Exercise prompt »
Set down all of the data exactly as it appears.

▽

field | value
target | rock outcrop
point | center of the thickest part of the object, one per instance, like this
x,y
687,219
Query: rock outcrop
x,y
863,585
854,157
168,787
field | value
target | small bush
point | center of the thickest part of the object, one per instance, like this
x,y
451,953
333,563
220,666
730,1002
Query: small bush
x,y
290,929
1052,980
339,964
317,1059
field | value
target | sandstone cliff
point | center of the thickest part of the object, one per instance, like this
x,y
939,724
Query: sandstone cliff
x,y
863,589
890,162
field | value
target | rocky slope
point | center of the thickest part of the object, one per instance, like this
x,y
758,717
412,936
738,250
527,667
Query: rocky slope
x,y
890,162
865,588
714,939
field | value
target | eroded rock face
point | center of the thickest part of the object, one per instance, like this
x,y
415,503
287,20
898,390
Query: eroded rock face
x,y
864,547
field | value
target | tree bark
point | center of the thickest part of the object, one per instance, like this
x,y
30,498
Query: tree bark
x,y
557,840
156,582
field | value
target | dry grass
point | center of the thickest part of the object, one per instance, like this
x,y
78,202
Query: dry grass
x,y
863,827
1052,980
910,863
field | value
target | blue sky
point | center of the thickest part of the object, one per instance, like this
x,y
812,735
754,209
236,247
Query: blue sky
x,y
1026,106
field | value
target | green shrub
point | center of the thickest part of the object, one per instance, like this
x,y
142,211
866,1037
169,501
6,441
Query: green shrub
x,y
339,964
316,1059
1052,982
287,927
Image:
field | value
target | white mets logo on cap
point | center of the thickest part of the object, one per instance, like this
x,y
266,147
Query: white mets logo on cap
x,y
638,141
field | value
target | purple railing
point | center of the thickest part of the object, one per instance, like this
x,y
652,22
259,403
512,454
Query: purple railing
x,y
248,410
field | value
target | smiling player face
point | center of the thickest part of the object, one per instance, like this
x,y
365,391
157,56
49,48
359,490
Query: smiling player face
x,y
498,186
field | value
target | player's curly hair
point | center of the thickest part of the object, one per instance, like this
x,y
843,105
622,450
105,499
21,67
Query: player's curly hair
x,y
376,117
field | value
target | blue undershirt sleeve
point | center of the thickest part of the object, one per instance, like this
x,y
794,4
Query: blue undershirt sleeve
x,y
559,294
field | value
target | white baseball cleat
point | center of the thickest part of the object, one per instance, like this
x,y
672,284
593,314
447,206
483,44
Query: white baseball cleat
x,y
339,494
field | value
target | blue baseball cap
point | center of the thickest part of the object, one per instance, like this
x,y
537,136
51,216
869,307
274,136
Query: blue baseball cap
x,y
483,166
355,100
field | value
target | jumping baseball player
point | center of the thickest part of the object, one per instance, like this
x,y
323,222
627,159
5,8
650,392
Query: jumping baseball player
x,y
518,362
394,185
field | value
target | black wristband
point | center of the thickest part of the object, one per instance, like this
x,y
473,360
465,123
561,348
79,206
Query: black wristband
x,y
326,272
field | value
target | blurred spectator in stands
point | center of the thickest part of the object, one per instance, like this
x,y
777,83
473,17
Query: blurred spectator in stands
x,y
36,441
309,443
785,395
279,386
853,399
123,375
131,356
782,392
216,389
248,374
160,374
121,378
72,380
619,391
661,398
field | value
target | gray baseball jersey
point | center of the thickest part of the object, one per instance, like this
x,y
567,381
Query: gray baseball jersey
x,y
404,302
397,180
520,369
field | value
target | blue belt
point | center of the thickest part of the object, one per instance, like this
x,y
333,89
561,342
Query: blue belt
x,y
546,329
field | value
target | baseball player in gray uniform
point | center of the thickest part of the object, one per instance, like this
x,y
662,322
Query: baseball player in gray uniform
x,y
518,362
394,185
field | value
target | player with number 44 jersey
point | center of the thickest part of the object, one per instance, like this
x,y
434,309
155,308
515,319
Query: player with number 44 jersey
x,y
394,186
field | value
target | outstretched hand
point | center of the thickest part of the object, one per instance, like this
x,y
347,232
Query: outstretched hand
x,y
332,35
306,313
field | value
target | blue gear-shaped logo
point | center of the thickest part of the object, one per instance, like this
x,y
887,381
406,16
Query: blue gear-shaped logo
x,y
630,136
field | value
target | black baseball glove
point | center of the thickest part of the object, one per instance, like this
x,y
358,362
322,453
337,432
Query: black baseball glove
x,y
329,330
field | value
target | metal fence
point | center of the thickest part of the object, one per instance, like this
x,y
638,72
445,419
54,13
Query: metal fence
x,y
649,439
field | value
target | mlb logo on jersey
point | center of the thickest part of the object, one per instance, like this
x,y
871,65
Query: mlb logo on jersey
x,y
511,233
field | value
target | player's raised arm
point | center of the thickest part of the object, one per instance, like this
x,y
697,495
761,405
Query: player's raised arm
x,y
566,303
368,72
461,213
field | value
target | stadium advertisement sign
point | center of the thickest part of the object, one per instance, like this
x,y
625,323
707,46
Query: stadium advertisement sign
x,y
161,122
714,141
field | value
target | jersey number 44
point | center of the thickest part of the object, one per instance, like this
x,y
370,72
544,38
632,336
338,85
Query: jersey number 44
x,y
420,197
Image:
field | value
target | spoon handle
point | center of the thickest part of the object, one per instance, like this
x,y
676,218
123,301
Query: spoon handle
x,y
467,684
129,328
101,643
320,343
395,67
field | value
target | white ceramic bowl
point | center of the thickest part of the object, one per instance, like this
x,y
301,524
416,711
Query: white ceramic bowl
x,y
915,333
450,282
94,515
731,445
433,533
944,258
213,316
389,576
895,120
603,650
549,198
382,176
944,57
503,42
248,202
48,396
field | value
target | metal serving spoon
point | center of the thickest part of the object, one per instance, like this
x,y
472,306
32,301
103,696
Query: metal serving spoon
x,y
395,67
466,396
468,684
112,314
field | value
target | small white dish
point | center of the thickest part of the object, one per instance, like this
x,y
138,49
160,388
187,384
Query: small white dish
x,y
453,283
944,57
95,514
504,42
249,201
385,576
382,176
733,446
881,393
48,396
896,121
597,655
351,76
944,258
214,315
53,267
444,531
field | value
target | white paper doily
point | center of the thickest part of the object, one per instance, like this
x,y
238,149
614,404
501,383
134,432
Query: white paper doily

△

Response below »
field | value
target | rock outcrop
point | center of the thickest part of the object, one per instance, like this
x,y
687,219
Query: rock outcrop
x,y
863,585
854,157
168,787
field | value
target | small bush
point | center of the thickest part of the object, one per instance, like this
x,y
451,953
333,563
220,666
730,1002
Query: small bush
x,y
290,929
1052,980
339,964
317,1059
field | value
target | sandstone cliff
point | center of the thickest part of the object, one per instance, like this
x,y
939,724
Query: sandstone cliff
x,y
863,589
890,162
field | value
target | rocky slope
point | center of the thickest part of the object, one per instance, like this
x,y
758,717
412,936
738,250
527,667
Query: rocky slope
x,y
890,162
865,588
714,939
field | value
target | eroded rock face
point | center of the thickest part of the object, one per instance, like this
x,y
415,503
287,20
898,390
Query: eroded rock face
x,y
864,547
field | value
target | tree bark
point | center of the thickest part of the object, one per instance, like this
x,y
30,498
Query: tree bark
x,y
557,840
156,582
field | value
target | dry grass
point | center of the thickest part of the object, one per instance, like this
x,y
78,202
Query: dry grass
x,y
863,827
1052,980
910,863
field | value
target | blue sky
point | center of the thickest part of the object, one per instance, like this
x,y
812,735
754,209
236,247
Query: blue sky
x,y
1026,106
field | value
target | green shrub
point | center of the thickest part of the object, one per instance, like this
x,y
142,211
866,1037
169,501
6,441
Query: green shrub
x,y
339,964
316,1059
1052,982
287,927
Image:
field | value
target | white mets logo on cap
point | center of the thickest part of the object, one per instance, like this
x,y
266,147
Query: white mets logo on cap
x,y
638,141
field | value
target | purple railing
point | center of the thickest part of the object, one per instance, like this
x,y
652,22
259,403
512,454
Query: purple railing
x,y
248,410
field | value
target | smiling player face
point | center of the thickest part of the object, one per instance, like this
x,y
365,391
157,56
49,48
359,490
Query: smiling player face
x,y
498,186
field | value
target | player's curly hair
point | center of the thickest part of the object, one per instance, like this
x,y
843,105
622,450
105,499
21,67
Query: player's curly hair
x,y
376,117
field | value
target | blue undershirt sleeve
point | center of the thickest part of the object, one per instance, like this
x,y
794,4
Query: blue undershirt sleeve
x,y
559,294
field | value
target | white baseball cleat
point | center of the thickest part of the object, one per instance, like this
x,y
672,284
593,314
447,206
483,44
Query: white baseball cleat
x,y
339,494
field | value
target | blue baseball cap
point | center of the thickest part of the object, one per instance, like this
x,y
537,136
51,216
869,307
274,136
Query: blue baseball cap
x,y
483,166
355,100
field | value
target | jumping baseball player
point | center of the thickest part of the object, one per instance, like this
x,y
323,222
627,159
5,8
650,392
Query: jumping baseball player
x,y
518,362
394,185
field | value
target | black wristband
point | center of the thickest part of the object, one per instance, like this
x,y
473,360
465,123
561,348
79,206
Query: black wristband
x,y
326,272
field | value
target | blurred spectator in stands
point | center of the thickest part of the object, one per instance, like this
x,y
777,83
473,17
Query: blurred spectator in stands
x,y
36,441
309,443
785,395
279,386
853,399
123,375
131,356
782,392
216,389
248,374
160,374
121,378
72,380
619,391
661,398
field | value
target | gray baseball jersey
point | center of the thickest part of the object, one per instance, like this
x,y
567,381
Query: gray baseball jersey
x,y
404,302
397,180
520,369
field | value
target | blue belt
point | center of the thickest part of the object, one per instance, like this
x,y
333,89
561,342
Query: blue belt
x,y
546,329
field | value
target | baseball player in gray uniform
point | center of the thickest part of the object, one per instance, like this
x,y
662,322
Query: baseball player in gray uniform
x,y
518,362
394,185
field | value
target | player with number 44 jersey
point | center of the thickest part of the object, one per instance, like this
x,y
434,309
155,308
515,319
Query: player with number 44 jersey
x,y
394,186
field | value
target | outstretched hand
point | center of the thickest part of the object, one per instance, like this
x,y
347,232
Query: outstretched hand
x,y
332,35
306,313
field | value
target | blue gear-shaped logo
point | center of the thickest part of the object, one per instance, like this
x,y
887,381
406,16
Query: blue gear-shaped logo
x,y
630,136
field | value
target | black baseball glove
point | center of the thickest part of the object, one per instance, like this
x,y
358,362
322,453
337,432
Query: black baseball glove
x,y
329,330
field | value
target | metal fence
point | center of the thickest part of the object, one per instance, like this
x,y
638,72
445,419
54,13
Query: metal fence
x,y
649,439
field | value
target | mlb logo on jersey
point | center of the thickest part of the object, one per instance, like this
x,y
871,65
Query: mlb logo on jersey
x,y
511,233
field | value
target | player's raised arm
point | center of the thickest part of the object, one per instance, like this
x,y
697,495
761,405
Query: player's raised arm
x,y
566,303
368,72
461,213
field | value
target | stadium advertisement sign
point | center of the thickest part of the object, one per instance, like this
x,y
625,323
707,46
Query: stadium advertisement sign
x,y
161,122
714,141
field | value
target | jersey number 44
point | center of the thickest part of the object, one per instance, like this
x,y
370,72
544,38
632,336
338,85
Query: jersey number 44
x,y
420,197
Image:
field | value
target | spoon handle
point | center of the thickest part of the object, one per instance, like this
x,y
676,218
123,301
Query: spoon handle
x,y
467,684
129,328
101,643
320,343
395,67
field | value
target | white ceramic bowl
point | center of the thickest part of the object, one per instance, like this
x,y
301,524
416,711
Query: white ceramic bowl
x,y
915,333
450,282
94,515
731,445
433,533
944,258
213,316
389,576
895,120
603,650
549,198
382,176
944,57
503,42
248,202
48,396
field | value
target | metal serving spoon
point | center of the thickest part of the object, one per instance, like this
x,y
472,306
32,301
103,696
Query: metal serving spoon
x,y
395,67
466,396
468,684
112,314
field | value
target | small white dish
point | center of the thickest part of the object, one per instance, like this
x,y
138,49
160,388
187,384
Query: small white dish
x,y
453,283
944,57
95,514
504,42
249,201
385,576
382,176
733,446
881,393
48,396
896,121
597,655
351,76
944,258
214,315
53,267
444,531
field | value
target | white paper doily
point | center of the thickest part of the object, one per instance, like this
x,y
238,149
614,404
501,383
134,432
Query: white paper doily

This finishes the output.